Saved entries
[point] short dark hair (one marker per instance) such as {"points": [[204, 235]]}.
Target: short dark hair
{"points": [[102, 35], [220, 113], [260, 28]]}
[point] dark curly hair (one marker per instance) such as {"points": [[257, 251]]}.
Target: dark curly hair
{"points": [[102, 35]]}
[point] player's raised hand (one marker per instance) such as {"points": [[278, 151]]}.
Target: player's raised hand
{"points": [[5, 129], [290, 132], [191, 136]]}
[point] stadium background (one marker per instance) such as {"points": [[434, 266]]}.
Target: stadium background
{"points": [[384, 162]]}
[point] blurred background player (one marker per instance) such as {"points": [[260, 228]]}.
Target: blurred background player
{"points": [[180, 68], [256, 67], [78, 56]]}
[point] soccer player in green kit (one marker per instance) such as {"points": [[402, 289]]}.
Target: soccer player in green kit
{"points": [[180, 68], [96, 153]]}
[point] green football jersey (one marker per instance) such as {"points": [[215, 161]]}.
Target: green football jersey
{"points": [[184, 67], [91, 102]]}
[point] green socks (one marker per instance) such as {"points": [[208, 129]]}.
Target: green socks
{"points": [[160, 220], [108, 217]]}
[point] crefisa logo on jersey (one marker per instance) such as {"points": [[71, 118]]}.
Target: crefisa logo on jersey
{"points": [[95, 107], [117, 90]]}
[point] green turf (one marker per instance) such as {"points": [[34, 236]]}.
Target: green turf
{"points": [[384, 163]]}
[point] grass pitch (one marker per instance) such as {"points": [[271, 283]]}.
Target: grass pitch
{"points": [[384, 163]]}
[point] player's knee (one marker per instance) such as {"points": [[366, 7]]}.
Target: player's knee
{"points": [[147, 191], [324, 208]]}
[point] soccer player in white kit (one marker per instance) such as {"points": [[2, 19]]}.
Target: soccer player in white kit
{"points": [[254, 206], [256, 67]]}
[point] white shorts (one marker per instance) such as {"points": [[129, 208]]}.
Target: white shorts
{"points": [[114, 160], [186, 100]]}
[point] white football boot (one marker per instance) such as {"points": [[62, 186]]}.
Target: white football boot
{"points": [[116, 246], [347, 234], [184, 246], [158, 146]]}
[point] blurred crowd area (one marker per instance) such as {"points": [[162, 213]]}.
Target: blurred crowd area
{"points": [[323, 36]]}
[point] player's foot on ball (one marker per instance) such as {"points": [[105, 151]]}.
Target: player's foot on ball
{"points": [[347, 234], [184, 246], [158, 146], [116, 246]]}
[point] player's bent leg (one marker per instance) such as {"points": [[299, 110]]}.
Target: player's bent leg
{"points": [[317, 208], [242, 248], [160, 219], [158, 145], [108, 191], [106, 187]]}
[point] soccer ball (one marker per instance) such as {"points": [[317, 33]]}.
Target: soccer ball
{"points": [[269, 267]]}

WHAT IS EXPECTED:
Output the records again in full. Keep every character as written.

FINISHED TASK:
[point] short dark hair (one marker per instance) such as {"points": [[204, 235]]}.
Target: short dark hair
{"points": [[102, 35], [220, 113], [260, 28]]}
[point] dark curly hair (one marker per instance) such as {"points": [[257, 251]]}.
Target: dark curly hair
{"points": [[102, 35]]}
[point] player's raised hand (one marker per instance) such as {"points": [[278, 151]]}.
Target: player's raised hand
{"points": [[5, 129], [290, 132], [191, 136]]}
[point] stadium background (one marker per instance) such as {"points": [[434, 266]]}.
Target: stadium background
{"points": [[384, 162]]}
[point] blurred background player (one marker per instance) such as {"points": [[260, 228]]}.
Target: blurred background player
{"points": [[180, 68], [256, 67], [78, 56]]}
[point] soccer player in green kit (one marker per instance) such as {"points": [[402, 289]]}.
Target: soccer player in green kit
{"points": [[180, 68], [96, 153]]}
[point] green football jersey (one marker per instance) such as {"points": [[215, 161]]}.
Target: green football jersey
{"points": [[184, 67], [91, 102]]}
[point] green socks (one marker per instance) such as {"points": [[208, 129]]}.
Target: green socks
{"points": [[160, 220], [108, 217]]}
[point] crefisa logo on jersey (one marker per instance) such as {"points": [[71, 118]]}.
Target: crefisa logo on jersey
{"points": [[95, 107], [117, 90]]}
[point] green turf (one marker per instance) such as {"points": [[34, 236]]}.
Target: green turf
{"points": [[384, 163]]}
[point] grass pitch (one marker per instance) such as {"points": [[271, 283]]}.
Target: grass pitch
{"points": [[384, 163]]}
[point] player's knee (one marker per instance) such as {"points": [[366, 7]]}.
Target: player's knee
{"points": [[147, 191], [324, 208]]}
[point] soccer player in white kit (one marker per instance) such as {"points": [[2, 19]]}.
Target: soccer player in white kit
{"points": [[254, 206], [256, 67]]}
[point] white shorts (one marker per instance) such as {"points": [[129, 208]]}.
Target: white shorts
{"points": [[114, 160], [186, 100]]}
[point] white football boot (one marker per instance) such as {"points": [[62, 186]]}.
Target: white football boot
{"points": [[116, 246], [347, 234], [184, 246], [158, 146]]}
[point] blurred crowd area (one marker per instance) such as {"points": [[162, 213]]}.
Target: blurred crowd area
{"points": [[323, 36]]}
[point] player's foot on ball (one marker per instance) such as {"points": [[105, 151]]}.
Target: player's foot on ball
{"points": [[347, 234], [184, 246], [158, 146], [116, 246]]}
[point] player's bent leg (one marker per instance) such as {"points": [[299, 110]]}.
Target: player's bent leg
{"points": [[317, 208], [242, 248], [160, 219], [158, 145], [108, 191], [106, 187]]}
[point] soccer ball (one marker per instance) such as {"points": [[317, 33]]}.
Target: soccer ball
{"points": [[269, 267]]}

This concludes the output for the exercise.